▶ _What you have to do_: Look below for the line containing "of the exposed". Reproduce it and every line after it exactly, and nothing more.

▶ _Records for the task_:
━━━━━━━━━━━━━━━━━━━━

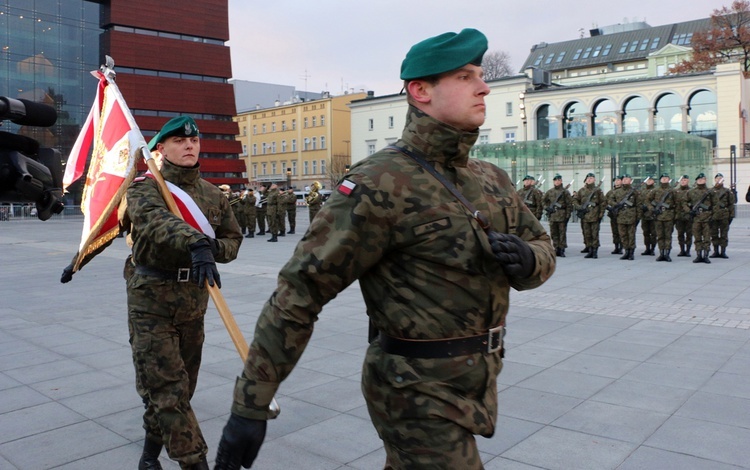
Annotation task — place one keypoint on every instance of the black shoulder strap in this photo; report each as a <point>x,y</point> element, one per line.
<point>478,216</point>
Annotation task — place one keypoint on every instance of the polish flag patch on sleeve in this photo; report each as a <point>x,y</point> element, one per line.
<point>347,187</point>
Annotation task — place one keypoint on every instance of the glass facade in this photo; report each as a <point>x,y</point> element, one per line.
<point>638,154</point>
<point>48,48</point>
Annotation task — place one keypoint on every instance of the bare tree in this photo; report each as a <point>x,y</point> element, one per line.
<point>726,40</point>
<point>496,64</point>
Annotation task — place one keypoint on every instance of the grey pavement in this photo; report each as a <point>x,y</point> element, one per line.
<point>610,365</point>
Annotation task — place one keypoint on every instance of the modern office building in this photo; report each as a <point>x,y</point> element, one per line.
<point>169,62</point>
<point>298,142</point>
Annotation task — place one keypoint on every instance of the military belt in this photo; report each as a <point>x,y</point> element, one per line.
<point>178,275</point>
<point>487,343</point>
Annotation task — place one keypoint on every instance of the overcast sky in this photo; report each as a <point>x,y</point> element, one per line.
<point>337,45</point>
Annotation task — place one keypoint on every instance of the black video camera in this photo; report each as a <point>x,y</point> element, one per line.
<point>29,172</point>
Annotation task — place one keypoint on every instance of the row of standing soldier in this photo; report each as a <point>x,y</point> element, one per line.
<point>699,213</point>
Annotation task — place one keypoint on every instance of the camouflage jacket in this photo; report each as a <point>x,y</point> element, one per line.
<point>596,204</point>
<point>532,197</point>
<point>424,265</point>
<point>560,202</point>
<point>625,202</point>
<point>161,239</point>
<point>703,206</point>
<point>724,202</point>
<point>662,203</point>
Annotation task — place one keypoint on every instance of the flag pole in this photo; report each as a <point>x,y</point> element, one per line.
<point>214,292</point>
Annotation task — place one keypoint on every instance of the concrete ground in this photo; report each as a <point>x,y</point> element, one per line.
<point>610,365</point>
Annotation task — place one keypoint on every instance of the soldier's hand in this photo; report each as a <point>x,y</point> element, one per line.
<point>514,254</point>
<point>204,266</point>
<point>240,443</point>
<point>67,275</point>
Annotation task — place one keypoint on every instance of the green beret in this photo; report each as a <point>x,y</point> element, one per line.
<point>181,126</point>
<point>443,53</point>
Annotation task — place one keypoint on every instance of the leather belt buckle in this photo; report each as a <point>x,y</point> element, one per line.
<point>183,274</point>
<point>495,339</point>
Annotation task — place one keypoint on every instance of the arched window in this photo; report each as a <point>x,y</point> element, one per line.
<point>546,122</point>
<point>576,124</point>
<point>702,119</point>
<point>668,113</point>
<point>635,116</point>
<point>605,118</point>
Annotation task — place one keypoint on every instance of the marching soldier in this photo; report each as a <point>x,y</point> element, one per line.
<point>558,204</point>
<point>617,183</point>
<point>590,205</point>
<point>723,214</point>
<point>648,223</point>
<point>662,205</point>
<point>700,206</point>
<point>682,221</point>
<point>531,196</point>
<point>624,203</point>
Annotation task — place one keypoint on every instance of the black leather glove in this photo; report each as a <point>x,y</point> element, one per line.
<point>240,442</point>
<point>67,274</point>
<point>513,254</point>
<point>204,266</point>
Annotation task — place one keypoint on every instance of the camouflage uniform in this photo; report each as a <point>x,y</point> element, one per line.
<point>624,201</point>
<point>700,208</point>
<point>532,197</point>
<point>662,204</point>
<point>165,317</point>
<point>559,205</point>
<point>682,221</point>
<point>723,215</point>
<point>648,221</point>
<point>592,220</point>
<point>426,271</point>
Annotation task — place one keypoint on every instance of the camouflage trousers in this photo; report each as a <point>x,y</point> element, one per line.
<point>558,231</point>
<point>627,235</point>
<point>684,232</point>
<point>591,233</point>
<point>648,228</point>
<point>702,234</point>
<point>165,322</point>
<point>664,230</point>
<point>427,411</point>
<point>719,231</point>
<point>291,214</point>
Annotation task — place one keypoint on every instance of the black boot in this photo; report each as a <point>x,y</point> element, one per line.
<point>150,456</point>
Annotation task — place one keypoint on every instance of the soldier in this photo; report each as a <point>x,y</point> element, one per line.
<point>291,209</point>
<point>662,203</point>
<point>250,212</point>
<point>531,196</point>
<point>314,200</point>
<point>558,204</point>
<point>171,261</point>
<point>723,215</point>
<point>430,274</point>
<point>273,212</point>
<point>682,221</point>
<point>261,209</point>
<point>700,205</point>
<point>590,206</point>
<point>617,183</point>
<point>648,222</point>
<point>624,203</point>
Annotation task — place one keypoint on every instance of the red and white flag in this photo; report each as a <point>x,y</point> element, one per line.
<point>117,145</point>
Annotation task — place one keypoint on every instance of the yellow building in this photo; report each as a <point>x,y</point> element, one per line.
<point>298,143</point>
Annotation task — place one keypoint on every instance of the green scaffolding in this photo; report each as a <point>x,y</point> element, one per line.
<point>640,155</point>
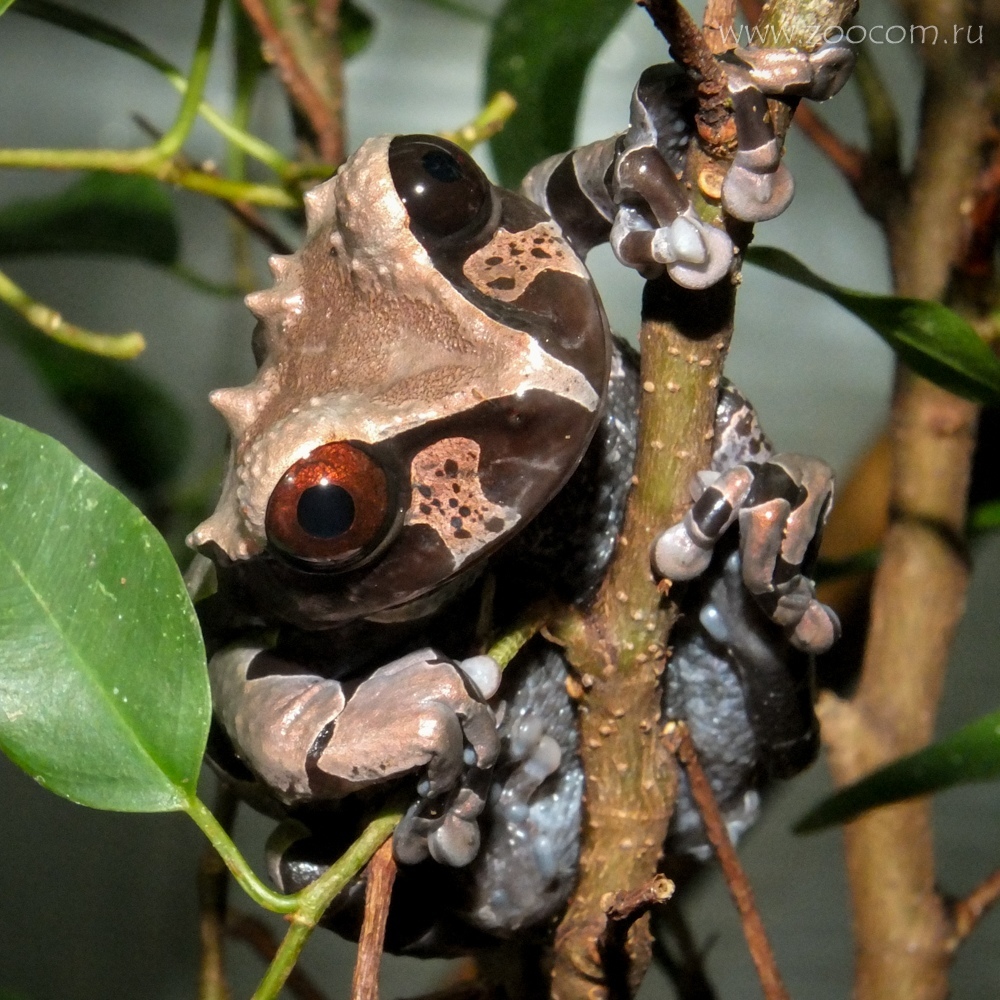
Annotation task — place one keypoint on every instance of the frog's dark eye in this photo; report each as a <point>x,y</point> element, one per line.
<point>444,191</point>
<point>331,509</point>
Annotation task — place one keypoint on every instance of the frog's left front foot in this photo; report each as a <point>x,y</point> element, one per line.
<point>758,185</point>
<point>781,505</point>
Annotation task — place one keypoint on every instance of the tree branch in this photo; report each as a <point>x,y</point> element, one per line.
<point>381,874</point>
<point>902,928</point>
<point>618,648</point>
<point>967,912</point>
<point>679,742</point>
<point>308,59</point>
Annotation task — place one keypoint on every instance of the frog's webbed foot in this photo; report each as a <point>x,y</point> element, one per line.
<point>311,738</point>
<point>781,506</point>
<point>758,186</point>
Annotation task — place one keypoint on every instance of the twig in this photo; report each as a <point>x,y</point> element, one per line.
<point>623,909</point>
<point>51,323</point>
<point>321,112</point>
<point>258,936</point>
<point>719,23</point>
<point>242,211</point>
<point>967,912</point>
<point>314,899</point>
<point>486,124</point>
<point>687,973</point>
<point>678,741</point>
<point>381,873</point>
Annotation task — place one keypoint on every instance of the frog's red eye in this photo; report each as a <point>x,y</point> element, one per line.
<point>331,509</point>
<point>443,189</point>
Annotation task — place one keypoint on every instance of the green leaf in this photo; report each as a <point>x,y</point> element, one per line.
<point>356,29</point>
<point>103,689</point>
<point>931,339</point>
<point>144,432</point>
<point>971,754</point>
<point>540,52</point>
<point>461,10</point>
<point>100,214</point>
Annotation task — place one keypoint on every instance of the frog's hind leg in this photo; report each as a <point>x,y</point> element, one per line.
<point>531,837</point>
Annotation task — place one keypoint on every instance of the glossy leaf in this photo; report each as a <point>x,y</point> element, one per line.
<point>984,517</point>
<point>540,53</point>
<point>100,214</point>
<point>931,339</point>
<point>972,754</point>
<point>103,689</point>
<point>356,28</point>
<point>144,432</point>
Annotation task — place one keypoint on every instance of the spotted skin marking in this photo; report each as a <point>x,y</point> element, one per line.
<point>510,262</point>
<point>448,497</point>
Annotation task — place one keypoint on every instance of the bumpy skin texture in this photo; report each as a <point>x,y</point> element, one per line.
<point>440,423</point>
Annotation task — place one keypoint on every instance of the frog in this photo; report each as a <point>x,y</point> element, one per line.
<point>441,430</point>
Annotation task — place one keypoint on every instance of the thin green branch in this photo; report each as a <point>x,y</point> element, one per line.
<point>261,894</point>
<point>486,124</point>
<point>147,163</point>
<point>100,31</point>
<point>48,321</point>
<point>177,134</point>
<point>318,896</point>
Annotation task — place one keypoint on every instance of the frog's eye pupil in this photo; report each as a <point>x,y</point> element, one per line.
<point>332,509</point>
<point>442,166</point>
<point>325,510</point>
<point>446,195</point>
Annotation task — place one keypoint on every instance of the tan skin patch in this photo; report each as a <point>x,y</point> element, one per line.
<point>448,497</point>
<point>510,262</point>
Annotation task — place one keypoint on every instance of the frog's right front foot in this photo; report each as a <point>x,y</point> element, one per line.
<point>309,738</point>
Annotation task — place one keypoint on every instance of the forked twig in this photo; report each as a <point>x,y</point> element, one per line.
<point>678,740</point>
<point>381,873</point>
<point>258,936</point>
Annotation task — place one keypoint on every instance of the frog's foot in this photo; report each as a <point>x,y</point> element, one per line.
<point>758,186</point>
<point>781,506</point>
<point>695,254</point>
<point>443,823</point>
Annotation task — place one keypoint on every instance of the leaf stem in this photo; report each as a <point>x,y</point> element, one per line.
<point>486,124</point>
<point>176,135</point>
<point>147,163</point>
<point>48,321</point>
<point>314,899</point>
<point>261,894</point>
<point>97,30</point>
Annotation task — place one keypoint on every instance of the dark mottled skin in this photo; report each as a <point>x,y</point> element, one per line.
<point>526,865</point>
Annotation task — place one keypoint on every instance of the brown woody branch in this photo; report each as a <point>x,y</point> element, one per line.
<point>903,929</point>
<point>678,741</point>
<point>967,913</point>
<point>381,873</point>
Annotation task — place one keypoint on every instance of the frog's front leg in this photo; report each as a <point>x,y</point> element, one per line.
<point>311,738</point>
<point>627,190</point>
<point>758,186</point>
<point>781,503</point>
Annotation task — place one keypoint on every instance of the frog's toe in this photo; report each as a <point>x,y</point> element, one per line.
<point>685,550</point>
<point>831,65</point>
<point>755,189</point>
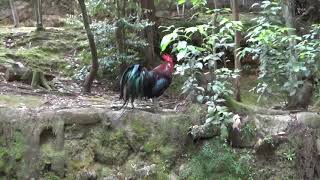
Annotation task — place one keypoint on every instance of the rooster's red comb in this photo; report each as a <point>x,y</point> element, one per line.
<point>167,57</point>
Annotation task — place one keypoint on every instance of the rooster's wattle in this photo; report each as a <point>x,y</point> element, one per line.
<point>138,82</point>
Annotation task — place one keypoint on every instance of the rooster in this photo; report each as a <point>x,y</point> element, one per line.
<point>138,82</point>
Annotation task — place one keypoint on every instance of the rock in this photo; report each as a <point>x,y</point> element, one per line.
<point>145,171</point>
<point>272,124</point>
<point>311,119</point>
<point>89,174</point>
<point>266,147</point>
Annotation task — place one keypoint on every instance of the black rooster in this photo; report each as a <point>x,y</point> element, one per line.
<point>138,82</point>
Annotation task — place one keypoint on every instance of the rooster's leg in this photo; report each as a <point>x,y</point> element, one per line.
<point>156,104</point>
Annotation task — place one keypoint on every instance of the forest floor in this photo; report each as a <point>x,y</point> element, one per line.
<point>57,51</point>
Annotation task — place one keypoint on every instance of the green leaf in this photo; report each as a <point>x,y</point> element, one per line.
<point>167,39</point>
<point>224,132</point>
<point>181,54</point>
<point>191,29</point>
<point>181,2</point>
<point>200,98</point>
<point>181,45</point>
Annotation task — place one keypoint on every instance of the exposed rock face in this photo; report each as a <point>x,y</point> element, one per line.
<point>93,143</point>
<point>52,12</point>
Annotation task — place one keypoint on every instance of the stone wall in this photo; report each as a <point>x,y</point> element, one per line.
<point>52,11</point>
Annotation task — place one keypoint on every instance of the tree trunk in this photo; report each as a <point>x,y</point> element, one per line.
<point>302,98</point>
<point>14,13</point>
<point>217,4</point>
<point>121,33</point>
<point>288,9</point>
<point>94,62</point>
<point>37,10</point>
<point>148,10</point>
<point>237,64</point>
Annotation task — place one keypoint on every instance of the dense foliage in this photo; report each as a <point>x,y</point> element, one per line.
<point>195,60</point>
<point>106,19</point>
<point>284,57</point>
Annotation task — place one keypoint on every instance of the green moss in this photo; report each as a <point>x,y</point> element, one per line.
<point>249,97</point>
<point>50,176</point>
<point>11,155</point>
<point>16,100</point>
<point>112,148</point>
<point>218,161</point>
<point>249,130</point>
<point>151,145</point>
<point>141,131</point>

━━━━━━━━━━━━━━━━━━━━

▶ _Answer section_:
Annotation task — place one keypoint on every instance of the exposed rock face in this photo; report each as a <point>x,y</point> element, one per line.
<point>93,143</point>
<point>52,12</point>
Annotation task — place one keypoint on every instance of the stone wall in this photo; report each as a <point>x,y</point> element, one per line.
<point>52,11</point>
Annotation task — place one keypoint on every instance of the tree trunk in this photo; report each as a <point>x,y</point> element, one per line.
<point>302,98</point>
<point>14,13</point>
<point>217,4</point>
<point>121,33</point>
<point>288,9</point>
<point>94,62</point>
<point>37,10</point>
<point>148,10</point>
<point>237,64</point>
Annotation task — place one keypoint on every instance of the dense foliage in this photo; report each as a <point>x,y</point> element, one per line.
<point>195,60</point>
<point>106,19</point>
<point>284,57</point>
Annotation task — place one keypoint on every instance of the green moss in this photo; report each as a <point>x,y</point> element, one per line.
<point>249,97</point>
<point>50,176</point>
<point>11,155</point>
<point>16,100</point>
<point>112,148</point>
<point>218,161</point>
<point>249,130</point>
<point>151,145</point>
<point>141,131</point>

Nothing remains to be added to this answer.